_Порядок выполнения_
1 > Определите, соответствуют ли извлечённому тексту утверждения (a), (b) и (c). Для каждого дайте ответ «да» или «нет» и приведите точную цитату, которая это решает. (a) Автор письма советует убрать из рукописи часть того, что в ней рассказано. (b) Сибирские туманы названы чёрно-жёлтыми. (c) Автор рукописи писал, что героем повествования является масса.
2 > Каким цветом в извлечённом тексте названы туманы Лондона?
3 > Продолжите извлечённый текст, начав сразу после последнего приведённого предложения.

_Извлечённый текст_
┌──

Пир бессмертных. Книги о жестоком, трудном и великолепном времени. Возмездие. Том 4
Шрифт:
Право, вместо того, что Вы вспомнили, что порассказали и что я советовал бы Вам устранить из рукописи, Вы могли бы вспомнить и порассказать другое. Неужели смысл Вашего повествования — описание лагерного быта уголовников и бытовиков? Вы пишите, что «герой его (Вашего повествования. — П.Ч.) — масса», но почему за пределами этой массы оставляете живших с Вами рядом «старых товарищей из Норильска и Мариинска… земляков по Парижу, Лондону и Нью-Йорку, учёных, писателей, художников, военных»?
Не могу пройти мимо таких неловких мест в Вашем повествовании,
«Наступили дни туманов, но не чужих, хорошо мне знакомых и никогда не забываемых чёрно-жёлтых туманов Лондона, а прозрачных, серо-розовых, сибирских — нашенских и родных, как эти таблички, и ржавая проволока, и вышки».

└──

_Материал_
┌──

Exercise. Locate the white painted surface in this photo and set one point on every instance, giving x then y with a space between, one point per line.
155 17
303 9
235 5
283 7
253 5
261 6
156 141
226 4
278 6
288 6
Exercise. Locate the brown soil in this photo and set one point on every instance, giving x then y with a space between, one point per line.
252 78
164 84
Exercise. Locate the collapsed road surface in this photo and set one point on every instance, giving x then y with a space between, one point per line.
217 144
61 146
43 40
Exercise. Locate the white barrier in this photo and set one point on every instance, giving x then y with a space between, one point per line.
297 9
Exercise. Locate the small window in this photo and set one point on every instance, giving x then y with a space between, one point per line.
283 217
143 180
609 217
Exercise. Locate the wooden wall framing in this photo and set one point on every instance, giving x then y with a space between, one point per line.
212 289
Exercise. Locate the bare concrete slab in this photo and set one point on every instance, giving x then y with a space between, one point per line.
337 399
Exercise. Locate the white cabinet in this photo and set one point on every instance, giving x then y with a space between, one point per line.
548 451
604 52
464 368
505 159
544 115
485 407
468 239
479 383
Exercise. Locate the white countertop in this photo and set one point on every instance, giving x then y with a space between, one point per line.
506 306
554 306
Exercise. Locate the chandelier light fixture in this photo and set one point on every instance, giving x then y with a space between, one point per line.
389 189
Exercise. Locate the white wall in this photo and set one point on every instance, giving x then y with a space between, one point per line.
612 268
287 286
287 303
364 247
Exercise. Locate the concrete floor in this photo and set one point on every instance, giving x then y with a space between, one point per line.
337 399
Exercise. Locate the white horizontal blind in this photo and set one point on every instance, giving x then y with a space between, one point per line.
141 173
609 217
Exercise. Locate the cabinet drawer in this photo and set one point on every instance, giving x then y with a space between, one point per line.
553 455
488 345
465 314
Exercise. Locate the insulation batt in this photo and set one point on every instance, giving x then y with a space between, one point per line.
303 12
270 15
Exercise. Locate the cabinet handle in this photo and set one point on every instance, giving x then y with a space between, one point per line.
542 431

└──

_Ответы к заданиям_
1 >
(a) Да: «что я советовал бы Вам устранить из рукописи».
(b) Нет: «прозрачных, серо-розовых, сибирских».
(c) Да: «герой его (Вашего повествования. — П.Ч.) — масса».

2 > Туманы Лондона названы чёрно-жёлтыми.

3 >
Колючая проволока, таблички на сторожевых вышках с надписью: «Огневая зона. Часовой стреляет без предупреждения», — и это нашенское, родное! Помилуйте, неужели больше не с чем ассоциировать сибирские туманы, чтобы сделать их родными, нашенскими, как с этими аксессуарами?
Или: «Это была в миниатюре вся наша страна». И такое — об исправительно-трудовом лагере со всеми его описанными Вами мерзостями! Выходит, что если он, этот лагерь — микрокосмос, то вся наша страна — макрокосмос, огромный сплошной исправительно-трудовой лагерь. Из контекста и по всему ходу повествования видно, что этого вы не хотели сказать, но фраза обронена неловко, неосторожно.
Развивая дальше в «Человечности» мысль о лагере как о «мирке, который только в уменьшенном виде отражал всё окружающее, как маленькая капля воды отражает огромное солнце», Вы, однако, не показываете, как в этой капле была отражена такая громадина нашей истории, как Великая Отечественная война. И к чему в довершение ко всем чрезмерностям наготы такое эпатирование «читающей публики».
«В это утро я делал вливание больным сифилисом. Они выстроились гуськом со спущенными штанами и по очереди подставляли болтающиеся сзади пустые мешочки, в которые я втыкал длинную и толстую иглу, снимал с неё шприц и минуту ждал, не покажется ли кровь, если всё было в порядке, то вводил в мышцу густую оранжевую жидкость. Больных было около двадцати человек, и дело продвигалось небыстро».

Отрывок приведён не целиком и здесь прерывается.